In operation, as best illustrated in FIGS. 5, the filter cover 20 creates a multi-directional or another directional flow of intake air in fluid communication with the air intake filter 45 through inlet opening 26 to deflect airborne particles 1. During operation of the heating unit 10, the longitudinal forced air with particulates 1 enters from inlet end 12 of the heating unit 10 and travels in longitudinal first direction D1 to outlet end 14 of the heating unit 10. The forced or carried particulates 1 contact or deflect around the outer surface 22a of the end plate 22 and generally move outwardly beyond the flange 24. Particulates 1 then may travel along or outside the outer surface 24a of the longitudinal flange 24 until the particulates 1 continue downstream past the inlet opening 26. In this manner, particulates 1 are prevented from entering the inlet opening 26 of the filter cover 20. Therefore, particles 1 pulled into the inlet end 12 and carried by the longitudinal forced air along the longitudinal axis A in the longitudinal first direction D1 have a tendency to continue downstream to the outlet end 14 instead of flowing against the direction of forced air around the free end 24b of the flange 24 and back into the inlet opening 26 or radial gap 32.
☆ ☆ ☆ ☆ ☆ ☆ ☆
Directions for this task: Continue the description of the heating unit's filter cover, starting after its last sentence.
☆ ☆ ☆ ☆ ☆ ☆ ☆
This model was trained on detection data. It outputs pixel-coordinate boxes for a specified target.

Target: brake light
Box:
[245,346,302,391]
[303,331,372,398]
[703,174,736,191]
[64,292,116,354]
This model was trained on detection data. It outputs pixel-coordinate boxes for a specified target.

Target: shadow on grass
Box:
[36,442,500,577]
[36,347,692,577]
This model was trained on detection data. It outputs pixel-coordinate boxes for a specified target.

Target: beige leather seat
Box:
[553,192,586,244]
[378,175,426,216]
☆ ☆ ☆ ☆ ☆ ☆ ☆
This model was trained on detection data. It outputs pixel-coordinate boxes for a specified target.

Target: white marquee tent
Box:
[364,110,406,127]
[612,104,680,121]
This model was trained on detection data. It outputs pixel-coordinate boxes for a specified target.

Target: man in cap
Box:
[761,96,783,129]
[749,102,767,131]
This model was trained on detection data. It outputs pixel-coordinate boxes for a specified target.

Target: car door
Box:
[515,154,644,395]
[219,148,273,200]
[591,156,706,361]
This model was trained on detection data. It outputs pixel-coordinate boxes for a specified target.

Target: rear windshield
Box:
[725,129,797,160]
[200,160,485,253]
☆ ☆ ☆ ☆ ☆ ☆ ☆
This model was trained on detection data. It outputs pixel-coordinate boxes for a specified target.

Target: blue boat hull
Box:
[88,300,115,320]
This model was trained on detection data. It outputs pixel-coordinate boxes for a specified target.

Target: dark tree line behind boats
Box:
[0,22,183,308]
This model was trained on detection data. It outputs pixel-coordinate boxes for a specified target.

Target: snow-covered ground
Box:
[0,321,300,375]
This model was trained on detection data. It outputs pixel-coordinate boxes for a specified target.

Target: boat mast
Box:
☆ ☆ ☆ ☆ ☆ ☆ ☆
Task answer:
As shown in FIGS. 4 and 5 the inlet opening 26 of the filter cover 20 faces downstream, intake air flow travels at least in an upstream or first directional flow of air F1 upon entering the inlet opening 26, opposite to the forced longitudinal air flow in the longitudinal first direction D1. Subsequently, the intake air flow continues to travel through the radial gap 32 before redirecting in a radially inward direction or second directional flow of air F2, transverse to the longitudinal axis A, into the axial gap 31. The air intake flow continues from the axial gap 31 downstream into the filter opening 42 containing the air intake filter 45.
Although the air intake flow may travel in one or more directions dissimilar to the longitudinal first direction D1, it merely represents one embodiment, and it is to be understood that there are a variety of constructions, quantities, shapes, sizes, and orientations of the filter cover 20, alone or in combination with the air compressor 40, that may be used and still be within the scope of the embodiments to deflect or redirect air flow into the filter.
It is understood that while certain embodiments of the invention have been illustrated and described, it is not limited thereto except insofar as such limitations are included in the following claims and allowable functional equivalents thereof.